▸ Extracted records
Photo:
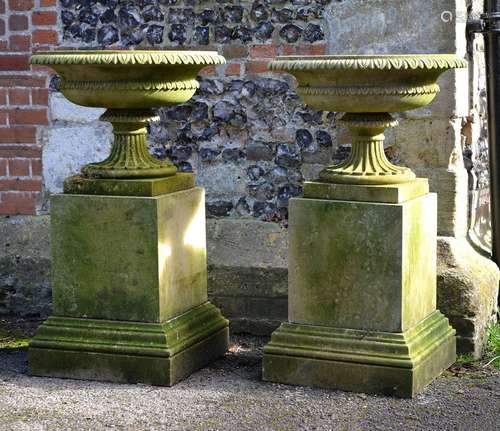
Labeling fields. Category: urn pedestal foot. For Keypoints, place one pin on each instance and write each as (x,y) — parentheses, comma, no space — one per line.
(362,292)
(129,352)
(129,286)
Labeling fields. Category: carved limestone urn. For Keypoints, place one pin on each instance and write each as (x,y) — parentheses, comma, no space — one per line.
(368,88)
(129,84)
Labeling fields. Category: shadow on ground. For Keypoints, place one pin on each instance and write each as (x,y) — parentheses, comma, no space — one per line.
(229,395)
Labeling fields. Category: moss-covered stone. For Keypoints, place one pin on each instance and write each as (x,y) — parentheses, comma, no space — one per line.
(129,258)
(130,291)
(362,299)
(389,193)
(467,292)
(361,265)
(129,352)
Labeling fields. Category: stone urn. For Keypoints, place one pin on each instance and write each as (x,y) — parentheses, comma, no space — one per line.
(129,261)
(368,89)
(362,241)
(130,84)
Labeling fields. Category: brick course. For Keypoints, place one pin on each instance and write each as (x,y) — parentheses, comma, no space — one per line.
(24,25)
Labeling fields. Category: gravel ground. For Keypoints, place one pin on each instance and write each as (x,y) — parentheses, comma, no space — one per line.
(229,395)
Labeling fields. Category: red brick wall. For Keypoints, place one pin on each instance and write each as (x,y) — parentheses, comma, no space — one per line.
(25,26)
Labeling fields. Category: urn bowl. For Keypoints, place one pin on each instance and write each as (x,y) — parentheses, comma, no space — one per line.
(367,83)
(128,79)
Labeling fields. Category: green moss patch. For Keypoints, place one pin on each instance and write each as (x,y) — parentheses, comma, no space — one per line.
(11,341)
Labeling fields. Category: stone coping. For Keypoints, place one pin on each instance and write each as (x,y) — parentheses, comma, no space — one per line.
(390,193)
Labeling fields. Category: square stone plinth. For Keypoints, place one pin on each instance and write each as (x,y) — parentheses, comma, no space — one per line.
(129,258)
(362,294)
(362,265)
(129,291)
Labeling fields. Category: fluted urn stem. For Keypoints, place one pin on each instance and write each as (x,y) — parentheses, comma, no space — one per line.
(367,164)
(130,157)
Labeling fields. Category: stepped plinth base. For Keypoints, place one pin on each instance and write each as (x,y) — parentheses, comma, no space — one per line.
(398,364)
(129,352)
(362,291)
(145,187)
(129,289)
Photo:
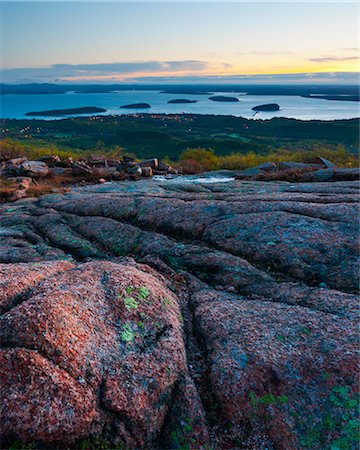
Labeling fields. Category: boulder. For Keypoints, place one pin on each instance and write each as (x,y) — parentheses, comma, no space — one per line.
(172,171)
(134,170)
(153,163)
(16,161)
(346,174)
(267,107)
(324,162)
(12,167)
(50,160)
(319,175)
(105,172)
(113,162)
(92,348)
(34,169)
(67,162)
(248,173)
(295,165)
(81,168)
(146,171)
(267,167)
(97,161)
(55,171)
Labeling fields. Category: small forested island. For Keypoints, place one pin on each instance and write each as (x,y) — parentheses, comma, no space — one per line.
(67,112)
(223,98)
(267,107)
(136,106)
(182,100)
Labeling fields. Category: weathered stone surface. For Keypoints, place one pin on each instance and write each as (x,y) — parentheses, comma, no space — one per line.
(267,167)
(146,171)
(152,163)
(295,165)
(100,330)
(266,276)
(50,160)
(16,281)
(290,367)
(34,169)
(81,168)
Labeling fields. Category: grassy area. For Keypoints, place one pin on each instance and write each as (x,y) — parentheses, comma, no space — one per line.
(196,142)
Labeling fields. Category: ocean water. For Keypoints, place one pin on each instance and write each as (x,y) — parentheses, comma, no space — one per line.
(16,106)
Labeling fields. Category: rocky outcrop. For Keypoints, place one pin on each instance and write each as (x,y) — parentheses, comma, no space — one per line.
(263,354)
(93,348)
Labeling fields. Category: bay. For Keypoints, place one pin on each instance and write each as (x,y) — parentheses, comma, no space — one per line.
(16,106)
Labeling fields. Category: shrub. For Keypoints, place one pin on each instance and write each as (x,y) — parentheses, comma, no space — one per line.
(291,175)
(197,160)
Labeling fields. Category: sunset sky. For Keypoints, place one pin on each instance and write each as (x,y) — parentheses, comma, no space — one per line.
(134,42)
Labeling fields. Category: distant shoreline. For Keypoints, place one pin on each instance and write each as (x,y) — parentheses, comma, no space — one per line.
(328,92)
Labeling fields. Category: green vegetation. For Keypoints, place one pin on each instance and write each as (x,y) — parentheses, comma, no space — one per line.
(130,303)
(127,335)
(267,399)
(19,445)
(340,421)
(237,143)
(181,436)
(143,293)
(98,443)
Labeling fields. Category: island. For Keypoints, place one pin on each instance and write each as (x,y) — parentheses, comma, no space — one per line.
(67,112)
(223,98)
(267,107)
(182,100)
(136,106)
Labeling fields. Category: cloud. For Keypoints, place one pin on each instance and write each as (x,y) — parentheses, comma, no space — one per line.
(322,59)
(266,52)
(250,79)
(103,71)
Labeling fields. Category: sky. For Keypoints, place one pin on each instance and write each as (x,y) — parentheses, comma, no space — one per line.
(102,42)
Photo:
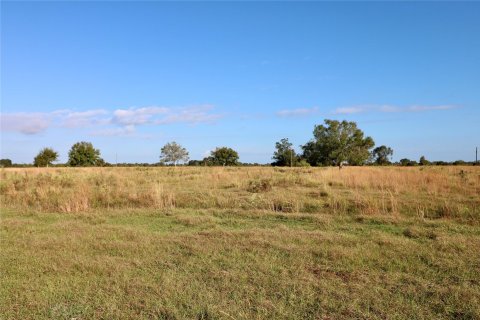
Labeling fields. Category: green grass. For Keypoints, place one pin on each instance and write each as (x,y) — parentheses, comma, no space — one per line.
(236,264)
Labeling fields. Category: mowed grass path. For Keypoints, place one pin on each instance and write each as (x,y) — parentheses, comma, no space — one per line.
(191,262)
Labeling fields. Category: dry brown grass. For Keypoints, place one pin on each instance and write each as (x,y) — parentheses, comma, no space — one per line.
(240,243)
(450,192)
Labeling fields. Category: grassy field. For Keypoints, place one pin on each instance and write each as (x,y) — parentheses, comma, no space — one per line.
(240,243)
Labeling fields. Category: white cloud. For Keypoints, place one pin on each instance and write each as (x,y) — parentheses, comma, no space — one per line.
(137,116)
(128,130)
(297,112)
(349,110)
(429,108)
(23,122)
(390,108)
(82,119)
(119,122)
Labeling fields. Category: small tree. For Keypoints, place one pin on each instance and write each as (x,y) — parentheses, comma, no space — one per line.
(381,155)
(173,152)
(223,156)
(407,162)
(284,154)
(45,157)
(5,163)
(337,142)
(423,161)
(83,154)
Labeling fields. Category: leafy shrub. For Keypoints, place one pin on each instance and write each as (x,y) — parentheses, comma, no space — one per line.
(256,186)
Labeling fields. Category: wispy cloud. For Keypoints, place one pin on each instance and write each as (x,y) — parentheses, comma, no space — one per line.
(349,110)
(83,119)
(119,122)
(299,112)
(26,123)
(390,108)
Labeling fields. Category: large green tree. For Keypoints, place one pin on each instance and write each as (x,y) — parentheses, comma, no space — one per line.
(381,155)
(83,154)
(172,152)
(45,157)
(223,156)
(284,154)
(336,143)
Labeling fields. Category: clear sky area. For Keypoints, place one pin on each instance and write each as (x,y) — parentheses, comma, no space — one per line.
(132,76)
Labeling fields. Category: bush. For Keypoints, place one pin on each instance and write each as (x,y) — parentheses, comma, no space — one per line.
(256,186)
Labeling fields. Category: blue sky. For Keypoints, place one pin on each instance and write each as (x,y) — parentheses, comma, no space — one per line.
(131,76)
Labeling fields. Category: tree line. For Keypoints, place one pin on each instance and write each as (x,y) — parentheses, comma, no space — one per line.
(334,143)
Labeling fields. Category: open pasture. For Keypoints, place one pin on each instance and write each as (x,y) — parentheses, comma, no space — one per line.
(240,243)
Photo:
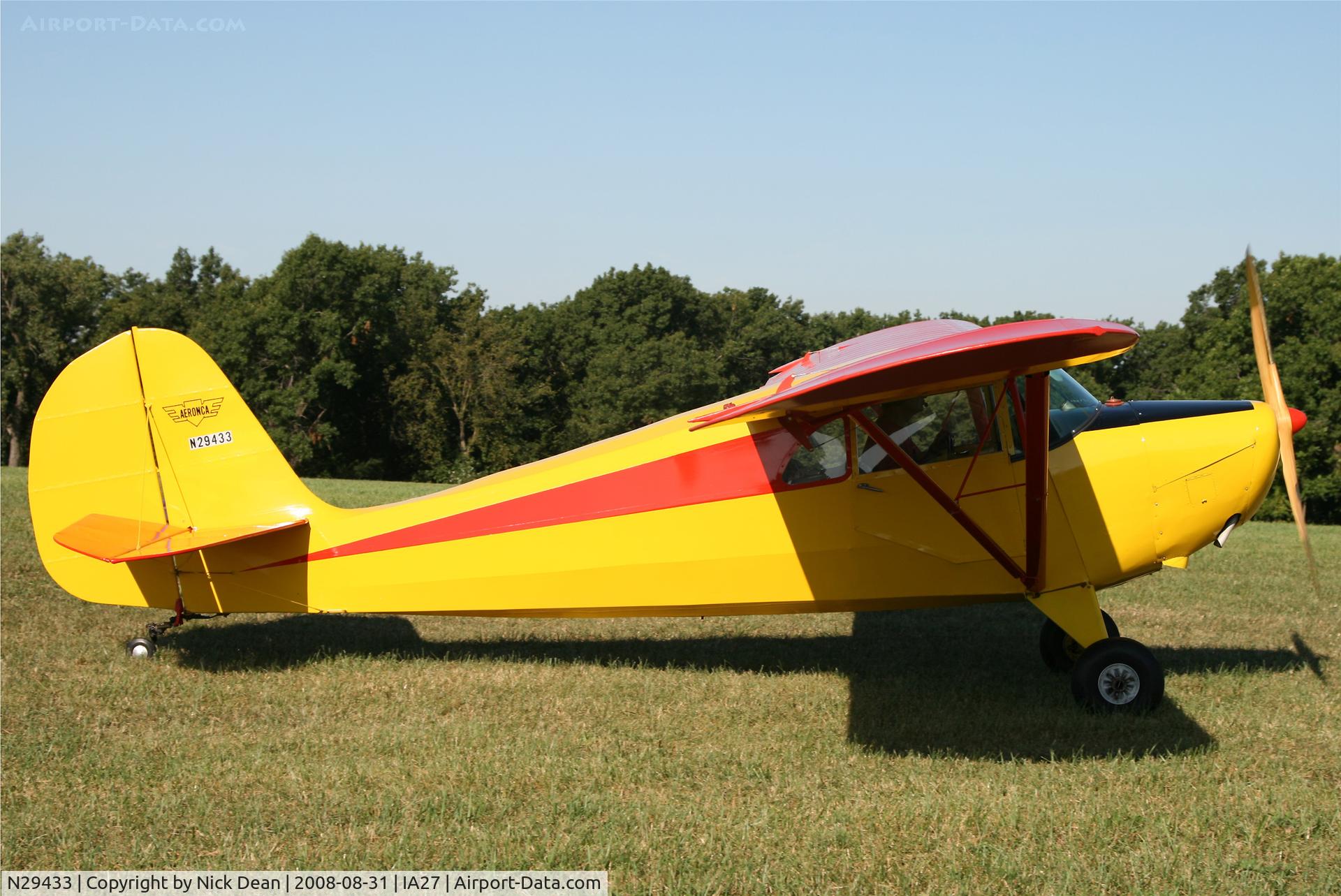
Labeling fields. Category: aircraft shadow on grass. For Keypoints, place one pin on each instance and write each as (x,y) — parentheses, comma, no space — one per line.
(924,683)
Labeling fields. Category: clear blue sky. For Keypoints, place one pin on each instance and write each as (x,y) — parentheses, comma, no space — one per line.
(1085,159)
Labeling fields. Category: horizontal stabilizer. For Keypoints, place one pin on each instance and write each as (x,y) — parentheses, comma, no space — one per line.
(118,540)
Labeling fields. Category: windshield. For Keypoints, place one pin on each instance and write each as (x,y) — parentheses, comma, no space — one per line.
(1072,408)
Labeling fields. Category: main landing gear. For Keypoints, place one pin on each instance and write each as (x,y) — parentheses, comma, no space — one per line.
(1112,675)
(142,648)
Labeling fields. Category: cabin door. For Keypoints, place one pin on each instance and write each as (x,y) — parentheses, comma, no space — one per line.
(895,517)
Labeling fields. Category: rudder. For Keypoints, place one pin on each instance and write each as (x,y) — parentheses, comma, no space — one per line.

▸ Set problem
Reproduce word for word the lines of the listing starting at the line containing "Labeling fields. Category: windshield." and ending at the last line of the listing, both included.

▸ Finished exercise
Labeling fields. Category: windshield. For Keypoints, place one pin on each instance and write each as (x,y) — parentheses, comma, no space — one per line.
(1072,408)
Labeling fields. Category: main landing gear. For Keypoints, place one pin on each instance and write each as (x,y) — parentheses, comma, no space — one per line.
(1112,675)
(142,648)
Labeling fields. Category: cabin door. For Keypoints, place one pin on each instance and write each as (x,y) — parentheses, comma, no space — one per line.
(895,517)
Labeling fields. Category: rudder. For Keypoints, place one pin on each instance and write each as (x,y) — parentheses, comma, no space — one per line.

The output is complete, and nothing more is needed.